#### What the task asks
Every entry must be echoed exactly.

#### Source data
⟨
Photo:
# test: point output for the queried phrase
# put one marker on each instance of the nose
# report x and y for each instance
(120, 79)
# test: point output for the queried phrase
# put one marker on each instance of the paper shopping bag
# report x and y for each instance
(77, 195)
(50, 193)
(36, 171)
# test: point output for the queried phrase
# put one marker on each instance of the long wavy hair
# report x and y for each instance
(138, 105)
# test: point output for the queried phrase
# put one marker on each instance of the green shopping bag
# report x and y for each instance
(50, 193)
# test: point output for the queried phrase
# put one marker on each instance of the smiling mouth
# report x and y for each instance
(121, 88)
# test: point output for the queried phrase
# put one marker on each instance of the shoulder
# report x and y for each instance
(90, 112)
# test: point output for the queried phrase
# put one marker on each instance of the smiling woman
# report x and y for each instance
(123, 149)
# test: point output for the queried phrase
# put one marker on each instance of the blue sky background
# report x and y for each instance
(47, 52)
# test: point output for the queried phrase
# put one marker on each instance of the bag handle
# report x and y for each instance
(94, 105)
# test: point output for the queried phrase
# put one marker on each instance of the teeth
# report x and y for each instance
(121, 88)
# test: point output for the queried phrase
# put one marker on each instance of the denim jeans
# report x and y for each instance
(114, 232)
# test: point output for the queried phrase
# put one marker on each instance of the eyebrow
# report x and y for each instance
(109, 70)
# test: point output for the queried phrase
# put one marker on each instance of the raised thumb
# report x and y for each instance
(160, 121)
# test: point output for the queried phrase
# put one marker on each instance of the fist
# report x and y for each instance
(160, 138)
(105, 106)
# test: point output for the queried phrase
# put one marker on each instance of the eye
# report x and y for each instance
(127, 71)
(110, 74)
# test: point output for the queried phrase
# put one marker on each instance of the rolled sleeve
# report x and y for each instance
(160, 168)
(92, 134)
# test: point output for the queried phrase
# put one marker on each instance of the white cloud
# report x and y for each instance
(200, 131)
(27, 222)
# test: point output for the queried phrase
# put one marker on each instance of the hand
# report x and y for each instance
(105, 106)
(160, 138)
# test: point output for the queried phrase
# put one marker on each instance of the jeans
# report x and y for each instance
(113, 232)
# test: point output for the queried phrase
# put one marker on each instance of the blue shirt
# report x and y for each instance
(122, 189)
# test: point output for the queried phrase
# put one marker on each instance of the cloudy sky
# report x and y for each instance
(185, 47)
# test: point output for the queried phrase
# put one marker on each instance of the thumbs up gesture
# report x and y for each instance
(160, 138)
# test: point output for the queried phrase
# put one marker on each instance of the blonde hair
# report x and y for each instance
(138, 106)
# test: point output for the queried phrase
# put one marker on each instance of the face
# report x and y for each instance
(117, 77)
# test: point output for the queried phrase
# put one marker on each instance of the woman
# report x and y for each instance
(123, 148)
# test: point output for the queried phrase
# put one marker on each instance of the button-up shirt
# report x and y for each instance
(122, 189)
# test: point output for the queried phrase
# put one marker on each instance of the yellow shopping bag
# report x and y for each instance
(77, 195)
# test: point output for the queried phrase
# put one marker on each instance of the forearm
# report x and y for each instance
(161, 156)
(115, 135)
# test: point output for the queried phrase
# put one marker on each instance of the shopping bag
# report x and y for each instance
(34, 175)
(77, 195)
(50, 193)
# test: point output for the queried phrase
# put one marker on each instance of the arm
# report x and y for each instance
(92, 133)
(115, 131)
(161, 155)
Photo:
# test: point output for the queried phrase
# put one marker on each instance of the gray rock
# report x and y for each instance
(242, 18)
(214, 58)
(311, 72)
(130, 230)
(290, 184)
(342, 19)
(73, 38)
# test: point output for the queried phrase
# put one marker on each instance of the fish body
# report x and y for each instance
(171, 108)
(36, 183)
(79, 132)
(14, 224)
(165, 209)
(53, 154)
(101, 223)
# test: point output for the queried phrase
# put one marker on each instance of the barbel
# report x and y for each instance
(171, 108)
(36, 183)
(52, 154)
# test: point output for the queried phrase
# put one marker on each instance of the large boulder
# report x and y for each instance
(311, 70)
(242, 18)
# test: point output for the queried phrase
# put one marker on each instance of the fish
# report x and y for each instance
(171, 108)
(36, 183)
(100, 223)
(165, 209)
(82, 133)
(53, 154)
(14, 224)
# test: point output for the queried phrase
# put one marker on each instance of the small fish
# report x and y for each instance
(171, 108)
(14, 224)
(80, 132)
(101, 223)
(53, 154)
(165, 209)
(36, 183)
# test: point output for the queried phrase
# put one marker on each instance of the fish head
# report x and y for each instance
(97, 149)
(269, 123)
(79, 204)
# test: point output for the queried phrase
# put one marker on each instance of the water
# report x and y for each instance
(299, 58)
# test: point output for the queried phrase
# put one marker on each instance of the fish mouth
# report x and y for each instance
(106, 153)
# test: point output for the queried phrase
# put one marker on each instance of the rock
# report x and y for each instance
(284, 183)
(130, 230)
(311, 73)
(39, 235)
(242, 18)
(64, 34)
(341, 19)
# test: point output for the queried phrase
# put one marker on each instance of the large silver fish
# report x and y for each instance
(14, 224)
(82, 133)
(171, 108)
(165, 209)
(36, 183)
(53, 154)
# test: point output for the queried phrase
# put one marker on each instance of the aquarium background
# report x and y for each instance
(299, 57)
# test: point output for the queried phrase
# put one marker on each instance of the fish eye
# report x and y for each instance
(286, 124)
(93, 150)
⟩
#### Solution to the problem
Photo:
# test: point output for the queried phrase
# put one marker on each instance of the nose
# report x and y for each instance
(120, 79)
# test: point output for the queried phrase
# put one marker on each instance of the paper shopping bag
# report x and y for each instance
(77, 195)
(50, 193)
(36, 171)
# test: point output for the queried phrase
# put one marker on each instance of the long wavy hair
# report x and y for each instance
(138, 105)
# test: point output for the queried phrase
# put one marker on each instance of the green shopping bag
# report x and y for each instance
(50, 193)
# test: point output for the queried phrase
# put one marker on each instance of the smiling mouth
# report x and y for each instance
(121, 88)
# test: point output for the queried phrase
# put one marker on each instance of the shoulder
# report x and y for each instance
(90, 112)
# test: point output for the queried phrase
# put one marker on each instance of the smiling woman
# report x and y for each instance
(123, 149)
# test: point output for the queried phrase
# put one marker on each instance of the blue sky background
# report x and y for each instance
(47, 52)
# test: point output for the queried phrase
# put one marker on each instance of the bag handle
# report x and y for each instance
(94, 105)
# test: point output for the queried phrase
# put one marker on each instance of the teeth
# report x and y for each instance
(121, 88)
# test: point output for the queried phrase
# put one marker on each instance of the denim jeans
# report x and y for each instance
(114, 232)
# test: point output for the queried phrase
# put one marker on each instance of the eyebrow
# report x and y for each instance
(109, 70)
# test: point output for the queried phrase
# put one marker on each instance of the raised thumb
# report x and y for each instance
(160, 121)
# test: point output for the queried phrase
# put one marker on each instance of the fist
# report x and y for each instance
(160, 138)
(105, 106)
# test: point output for the queried phrase
# put one marker on each instance of the eye
# report x and y for each instance
(127, 71)
(110, 74)
# test: point output for the queried phrase
# put one marker on each instance of the rolled sleeve
# report x and y for each instance
(160, 168)
(92, 134)
# test: point output for the queried phrase
# put one marker on each instance of the white cloud
# report x and y for each instance
(200, 131)
(27, 222)
# test: point output for the queried phrase
# put one marker on each instance of the hand
# report x and y for each instance
(105, 106)
(160, 138)
# test: point output for the queried phrase
# put one marker on each instance of the jeans
# report x and y for each instance
(113, 232)
# test: point output for the queried phrase
# put one marker on each instance of the blue shirt
# report x and y for each instance
(122, 189)
# test: point output for the queried phrase
# put one marker on each instance of the cloudy sky
# report x and y for each instance
(185, 47)
# test: point output for the queried phrase
# put one marker on each instance of the thumbs up gesture
# report x and y for each instance
(160, 138)
# test: point output for the queried phrase
# put one marker on each instance of the blonde hair
# report x and y for each instance
(138, 106)
# test: point output for the queried phrase
# put one marker on each instance of the face
# report x and y for each instance
(117, 77)
# test: point output for the queried phrase
# put one marker on each instance of the woman
# report x and y for each instance
(123, 148)
# test: point output for the queried phrase
# put one marker on each instance of the button-up shirt
# report x and y for each instance
(122, 189)
# test: point output for the queried phrase
# put one marker on each instance of the yellow shopping bag
# report x and y for each instance
(77, 195)
# test: point output for the queried phrase
# put one marker on each instance of the forearm
# report x and y for each instance
(161, 156)
(115, 135)
# test: point output for the queried phrase
# put one marker on each instance of the shopping bag
# report x and y for each instance
(34, 175)
(77, 195)
(50, 193)
# test: point output for the queried phrase
# put one marker on each instance of the arm
# report x and y for each instance
(92, 133)
(115, 131)
(161, 155)
Photo:
# test: point output for the queried phrase
# put one marker on each instance of the gray rock
# report x and y for each instance
(242, 18)
(214, 58)
(311, 72)
(130, 230)
(290, 184)
(342, 19)
(73, 38)
# test: point output for the queried phrase
# put one marker on each instance of the fish body
# report x and y for each instance
(171, 108)
(36, 183)
(79, 132)
(14, 224)
(165, 209)
(53, 154)
(101, 223)
# test: point output for the queried phrase
# put one marker on each instance of the barbel
# report x and y for each instance
(171, 108)
(36, 183)
(52, 154)
# test: point output for the queried phrase
# put one marker on each instance of the large boulder
# report x and y for each instance
(311, 70)
(242, 18)
# test: point output for the queried phrase
# put one marker on each instance of the fish
# report x and y for each instance
(171, 108)
(36, 183)
(100, 223)
(165, 209)
(82, 133)
(53, 154)
(14, 224)
# test: point output for the queried phrase
# put one marker on each instance of the small fish
# report x and y for each instance
(171, 108)
(14, 224)
(80, 132)
(101, 223)
(53, 154)
(165, 209)
(36, 183)
# test: point output for the queried phrase
# put one marker on each instance of the fish head
# report x and y for each instance
(97, 149)
(269, 123)
(79, 204)
# test: point output for the queried phrase
# put one marker on each instance of the water
# report x and y for each instance
(299, 58)
# test: point output for the queried phrase
# put one marker on each instance of the fish mouth
# report x and y for each instance
(106, 153)
# test: point output for the queried phrase
# put one marker on each instance of the rock
# report x and y for each instance
(284, 183)
(130, 230)
(311, 73)
(39, 235)
(242, 18)
(64, 34)
(341, 19)
# test: point output for the queried phrase
# put one marker on each instance of the large silver fish
# report x and y for each instance
(14, 224)
(82, 133)
(171, 108)
(165, 209)
(36, 183)
(53, 154)
# test: point output for the queried phrase
# put one marker on each instance of the aquarium background
# report x and y for each instance
(299, 57)
# test: point output for the queried phrase
# put one marker on each instance of the fish eye
# report x and y for each instance
(286, 124)
(93, 150)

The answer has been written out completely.